→ **Exercise brief**
Retype the following data exactly, but leave its pictures out.

[[ Recorded information, beginning ]]

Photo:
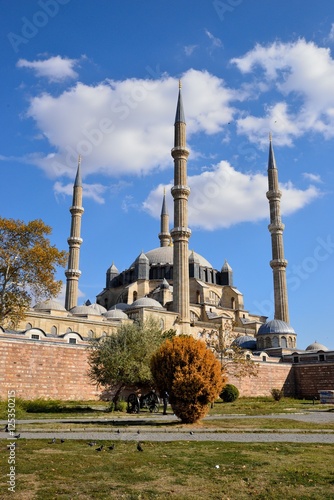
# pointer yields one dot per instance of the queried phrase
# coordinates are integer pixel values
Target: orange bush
(190, 373)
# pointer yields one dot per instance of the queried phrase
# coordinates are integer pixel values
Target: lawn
(180, 470)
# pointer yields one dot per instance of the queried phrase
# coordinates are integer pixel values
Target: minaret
(164, 235)
(276, 228)
(180, 233)
(74, 241)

[[ Recorded information, end ]]

→ **Written answer**
Photo:
# pointer yields one dot per instance of the queried phrase
# coordinates are integer pixel values
Target: orange bush
(190, 373)
# pointer yields one dot per instance of the queried phrase
# coordinates are integer pixel values
Target: lawn
(180, 470)
# pointer yields one dot per instance of the queried phrase
# coordinates are integer pixel values
Target: minaret
(164, 235)
(276, 228)
(180, 233)
(74, 241)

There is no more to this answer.